REQUIRED ACTION:
Give the records again in full, exactly as they are.

SUPPLIED DATA:

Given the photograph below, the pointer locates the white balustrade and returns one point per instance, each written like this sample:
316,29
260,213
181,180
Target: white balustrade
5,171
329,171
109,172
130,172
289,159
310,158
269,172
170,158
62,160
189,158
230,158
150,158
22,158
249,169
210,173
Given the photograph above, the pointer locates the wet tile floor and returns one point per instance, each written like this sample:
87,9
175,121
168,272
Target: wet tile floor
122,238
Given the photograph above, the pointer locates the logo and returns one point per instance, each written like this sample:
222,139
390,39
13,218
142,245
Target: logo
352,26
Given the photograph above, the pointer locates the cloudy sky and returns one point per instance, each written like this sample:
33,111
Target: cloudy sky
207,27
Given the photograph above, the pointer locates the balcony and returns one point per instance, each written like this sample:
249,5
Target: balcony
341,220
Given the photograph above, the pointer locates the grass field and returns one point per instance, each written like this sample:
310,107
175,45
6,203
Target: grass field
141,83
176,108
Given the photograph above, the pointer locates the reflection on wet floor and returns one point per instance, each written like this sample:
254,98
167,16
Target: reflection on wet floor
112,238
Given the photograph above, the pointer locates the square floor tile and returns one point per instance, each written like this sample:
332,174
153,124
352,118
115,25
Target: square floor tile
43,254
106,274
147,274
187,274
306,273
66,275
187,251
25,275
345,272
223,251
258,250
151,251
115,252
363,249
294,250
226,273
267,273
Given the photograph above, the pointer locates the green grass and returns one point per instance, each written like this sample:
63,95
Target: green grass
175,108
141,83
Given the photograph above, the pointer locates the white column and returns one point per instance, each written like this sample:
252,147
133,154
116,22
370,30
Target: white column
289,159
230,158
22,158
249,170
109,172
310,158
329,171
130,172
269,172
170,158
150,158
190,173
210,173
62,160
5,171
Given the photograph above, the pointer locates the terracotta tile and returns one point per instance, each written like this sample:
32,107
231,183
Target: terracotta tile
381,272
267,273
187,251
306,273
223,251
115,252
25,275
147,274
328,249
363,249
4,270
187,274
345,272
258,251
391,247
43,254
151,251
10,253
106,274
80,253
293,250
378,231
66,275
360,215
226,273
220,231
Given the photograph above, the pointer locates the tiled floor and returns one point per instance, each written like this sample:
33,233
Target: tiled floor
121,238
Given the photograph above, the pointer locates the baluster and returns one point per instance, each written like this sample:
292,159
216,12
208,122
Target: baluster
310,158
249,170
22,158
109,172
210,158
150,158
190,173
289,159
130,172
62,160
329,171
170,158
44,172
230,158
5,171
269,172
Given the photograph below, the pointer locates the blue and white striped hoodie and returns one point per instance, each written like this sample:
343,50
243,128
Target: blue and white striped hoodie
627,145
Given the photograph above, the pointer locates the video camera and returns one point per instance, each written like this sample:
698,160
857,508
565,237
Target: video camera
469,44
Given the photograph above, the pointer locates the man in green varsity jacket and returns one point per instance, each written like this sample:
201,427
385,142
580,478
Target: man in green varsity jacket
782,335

WRITTEN ANSWER:
Given the photograph below, the pointer locates the white balustrade and returns one point per instance, each written like this sample:
316,29
260,213
181,180
Target: white balustrade
5,171
329,171
109,172
130,172
289,159
310,158
269,172
170,158
62,160
189,158
230,158
150,158
22,158
249,169
210,173
Given the photograph above, the pointer locates the wet tile floor and returns one point per instance, each written like this sample:
87,9
175,121
168,272
Target: wet tile floor
122,238
Given the photograph above, the pointer locates the logo and returns one point per instance, each written like this sample:
222,139
390,39
13,218
142,245
Target: logo
352,26
Given the photograph above, the pointer locates the cloudy sky and returns one point per instance, each written like this sample:
33,111
Target: cloudy sky
207,27
Given the photograph above, the pointer locates the balcony and returns one point per instance, each written like this sample:
249,5
Target: balcony
341,220
Given the photograph above, the pointer locates the grass field and returns one point per instance, each written like this sample:
310,107
175,45
6,203
Target: grass field
141,83
176,108
Given the photograph above, the pointer locates the reflection on wet floor and returns one point per instance, each written like this sample:
254,98
167,16
Target: reflection on wet floor
112,238
Given the photograph above, the pointer locates the square floor tile and returns one point per instance, each written like this sample:
332,174
153,124
352,118
115,25
Target: square floor tile
43,254
106,274
147,274
187,274
306,273
66,275
187,251
25,275
345,272
223,251
258,250
151,251
115,252
363,249
294,250
226,273
267,273
Given the photograph above, the pointer locates the green grass and returns one point per instance, each written like this sample:
63,95
Target: green grass
175,108
141,83
Given the photograph above, the pointer locates the white column and returns one point per instance, each written like this sample:
252,147
133,154
116,22
370,30
Target: white column
289,159
230,158
22,158
249,170
109,172
310,158
329,171
130,172
269,172
170,158
150,158
190,173
210,173
62,160
5,171
Given the photograph above, the pointer locates the terracotta tile and returns one point per instance, each written like this sample:
32,107
231,183
Target: terracotta tile
381,272
267,273
187,251
306,273
223,251
115,252
25,275
147,274
328,249
363,249
4,270
187,274
345,272
258,251
391,247
43,254
151,251
10,253
106,274
80,253
293,250
378,231
66,275
360,215
226,273
220,231
Given the photograph above, the pointer locates the tiled floor and returns one point per instance, each written like this sample:
33,233
Target: tiled floor
121,238
Given the photograph above, the pointer locates the baluster and returns one point per instance, each written like this sample:
292,159
216,12
208,122
Target: baluster
310,158
249,170
22,158
109,172
210,158
150,158
190,173
289,159
130,172
62,160
329,171
170,158
44,172
230,158
5,171
269,172
Given the photograph below, the pointer locates the blue and white striped hoodie and returns one point per instance, each written like this sample:
343,50
243,128
Target: blue and white striped hoodie
627,145
Given the photograph above, the pointer locates the video camera and returns one point per instance, each written like this sample:
698,160
857,508
565,237
Target: video camera
469,44
Given the photograph above, the pointer locates the man in green varsity jacket and returns one point per instance, each written like this sample:
201,427
385,142
580,478
Target: man in green varsity jacket
782,335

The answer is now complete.